Records held in a dataset
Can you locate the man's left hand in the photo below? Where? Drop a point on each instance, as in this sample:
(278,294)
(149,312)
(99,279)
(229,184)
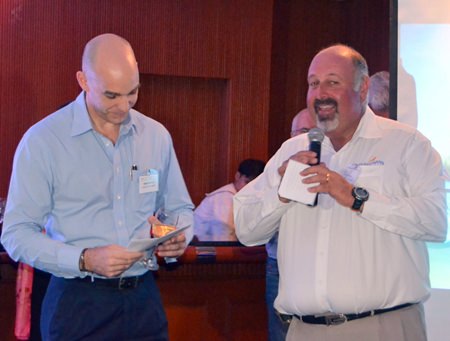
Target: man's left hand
(329,182)
(174,247)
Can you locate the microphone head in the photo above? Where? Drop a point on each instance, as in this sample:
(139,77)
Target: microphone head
(315,134)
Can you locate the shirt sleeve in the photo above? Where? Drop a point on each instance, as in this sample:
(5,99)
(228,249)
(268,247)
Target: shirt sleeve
(28,207)
(174,194)
(257,208)
(420,212)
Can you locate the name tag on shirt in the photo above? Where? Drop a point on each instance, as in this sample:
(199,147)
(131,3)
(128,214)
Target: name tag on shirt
(149,182)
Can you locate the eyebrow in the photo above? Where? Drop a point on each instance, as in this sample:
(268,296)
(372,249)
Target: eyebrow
(332,74)
(112,93)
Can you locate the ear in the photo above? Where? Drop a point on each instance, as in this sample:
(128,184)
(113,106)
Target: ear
(237,176)
(364,90)
(82,81)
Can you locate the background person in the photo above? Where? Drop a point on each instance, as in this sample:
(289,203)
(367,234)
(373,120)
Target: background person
(379,93)
(301,123)
(355,267)
(99,170)
(213,218)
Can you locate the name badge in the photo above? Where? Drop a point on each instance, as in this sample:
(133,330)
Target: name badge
(149,182)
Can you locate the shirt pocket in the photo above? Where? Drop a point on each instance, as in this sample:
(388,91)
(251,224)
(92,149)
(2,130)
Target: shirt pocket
(143,201)
(371,177)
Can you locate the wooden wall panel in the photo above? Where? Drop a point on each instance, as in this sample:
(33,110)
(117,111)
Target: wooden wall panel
(42,42)
(194,110)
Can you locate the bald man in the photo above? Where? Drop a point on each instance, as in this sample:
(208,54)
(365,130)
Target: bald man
(302,123)
(91,175)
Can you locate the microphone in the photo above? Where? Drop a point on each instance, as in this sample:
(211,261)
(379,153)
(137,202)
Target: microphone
(315,136)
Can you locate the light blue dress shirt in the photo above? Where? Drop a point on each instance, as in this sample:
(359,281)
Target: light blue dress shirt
(81,188)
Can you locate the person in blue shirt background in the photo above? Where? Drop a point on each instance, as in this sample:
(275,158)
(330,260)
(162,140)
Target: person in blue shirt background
(91,175)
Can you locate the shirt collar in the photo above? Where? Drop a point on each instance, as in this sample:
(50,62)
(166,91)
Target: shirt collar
(82,122)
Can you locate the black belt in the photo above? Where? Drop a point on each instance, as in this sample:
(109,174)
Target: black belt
(336,319)
(115,283)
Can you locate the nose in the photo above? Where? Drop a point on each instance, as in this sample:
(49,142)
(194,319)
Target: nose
(125,103)
(322,91)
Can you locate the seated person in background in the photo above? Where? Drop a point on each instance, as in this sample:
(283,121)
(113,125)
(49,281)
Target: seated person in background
(213,218)
(379,93)
(302,123)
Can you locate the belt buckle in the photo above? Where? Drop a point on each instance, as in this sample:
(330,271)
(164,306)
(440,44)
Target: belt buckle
(128,283)
(284,318)
(335,319)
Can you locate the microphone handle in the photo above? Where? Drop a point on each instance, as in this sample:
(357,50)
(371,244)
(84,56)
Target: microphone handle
(315,146)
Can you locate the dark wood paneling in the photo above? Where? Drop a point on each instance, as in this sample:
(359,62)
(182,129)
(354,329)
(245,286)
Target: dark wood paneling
(42,42)
(195,112)
(225,76)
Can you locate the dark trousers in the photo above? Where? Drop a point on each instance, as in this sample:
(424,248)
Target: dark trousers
(277,329)
(76,310)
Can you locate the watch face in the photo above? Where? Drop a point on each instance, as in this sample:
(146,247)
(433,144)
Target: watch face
(361,193)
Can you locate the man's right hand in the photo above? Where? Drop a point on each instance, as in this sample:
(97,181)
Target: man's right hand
(110,260)
(304,156)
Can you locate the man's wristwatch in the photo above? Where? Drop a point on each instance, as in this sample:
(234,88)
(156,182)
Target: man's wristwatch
(361,196)
(82,261)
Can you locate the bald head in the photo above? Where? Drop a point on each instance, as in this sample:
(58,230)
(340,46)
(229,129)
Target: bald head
(379,93)
(110,81)
(302,123)
(108,53)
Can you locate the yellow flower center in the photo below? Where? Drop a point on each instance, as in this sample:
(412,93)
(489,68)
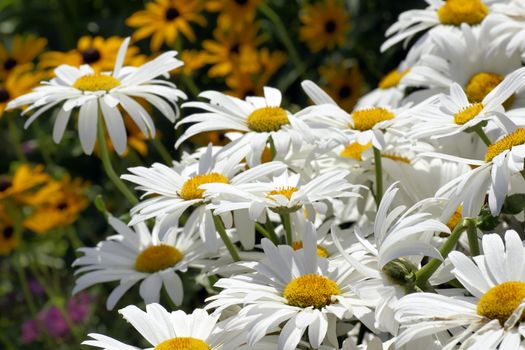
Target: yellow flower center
(515,138)
(500,301)
(396,158)
(321,251)
(183,343)
(456,12)
(392,79)
(467,113)
(311,290)
(96,82)
(267,119)
(283,191)
(355,150)
(190,189)
(366,119)
(157,258)
(480,85)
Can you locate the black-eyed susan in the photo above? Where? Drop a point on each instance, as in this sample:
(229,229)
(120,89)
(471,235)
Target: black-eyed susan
(233,13)
(344,84)
(24,49)
(100,53)
(19,82)
(58,204)
(324,25)
(163,20)
(25,178)
(233,51)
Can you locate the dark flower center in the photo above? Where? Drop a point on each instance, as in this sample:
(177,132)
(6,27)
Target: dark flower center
(91,55)
(330,26)
(4,95)
(172,13)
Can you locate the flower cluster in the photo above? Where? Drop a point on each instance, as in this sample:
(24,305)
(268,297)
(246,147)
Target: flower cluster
(392,219)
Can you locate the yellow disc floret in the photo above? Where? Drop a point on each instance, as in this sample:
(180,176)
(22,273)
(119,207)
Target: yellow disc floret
(516,138)
(456,12)
(366,119)
(157,257)
(96,82)
(190,189)
(468,113)
(355,150)
(481,84)
(311,291)
(321,251)
(500,301)
(392,79)
(183,343)
(267,119)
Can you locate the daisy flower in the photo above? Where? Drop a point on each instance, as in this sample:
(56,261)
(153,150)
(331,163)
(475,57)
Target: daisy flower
(387,265)
(295,289)
(324,25)
(438,13)
(170,330)
(164,20)
(261,119)
(136,254)
(448,115)
(364,125)
(174,190)
(491,317)
(90,92)
(504,159)
(468,57)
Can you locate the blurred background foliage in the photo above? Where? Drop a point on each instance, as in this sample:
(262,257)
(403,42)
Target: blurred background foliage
(38,266)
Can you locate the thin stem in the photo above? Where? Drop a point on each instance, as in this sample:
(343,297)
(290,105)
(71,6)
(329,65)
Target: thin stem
(16,141)
(224,236)
(285,218)
(108,168)
(426,271)
(282,33)
(472,234)
(379,176)
(163,152)
(479,130)
(266,233)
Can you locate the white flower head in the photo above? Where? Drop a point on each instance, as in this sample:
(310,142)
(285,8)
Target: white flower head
(491,318)
(135,255)
(89,91)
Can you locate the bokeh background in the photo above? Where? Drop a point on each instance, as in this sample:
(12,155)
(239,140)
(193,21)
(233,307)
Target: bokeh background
(51,196)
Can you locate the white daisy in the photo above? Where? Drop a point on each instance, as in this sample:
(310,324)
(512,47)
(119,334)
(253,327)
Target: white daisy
(289,292)
(364,125)
(92,92)
(135,255)
(168,331)
(174,190)
(447,115)
(437,14)
(491,317)
(259,118)
(402,237)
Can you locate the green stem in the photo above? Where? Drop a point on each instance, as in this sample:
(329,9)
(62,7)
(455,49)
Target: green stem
(108,168)
(426,271)
(287,224)
(479,130)
(16,141)
(224,236)
(379,176)
(472,234)
(282,34)
(266,233)
(163,152)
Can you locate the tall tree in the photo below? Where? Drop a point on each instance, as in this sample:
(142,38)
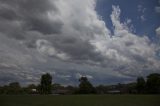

GIVEN INSTRUCTION
Show each line from the items above that contains the word "sleeve".

EXERCISE ANSWER
Can you locate the shirt sleeve in the photo above? Where? Drop a point on each instance, as in this sample:
Target: shirt sleeve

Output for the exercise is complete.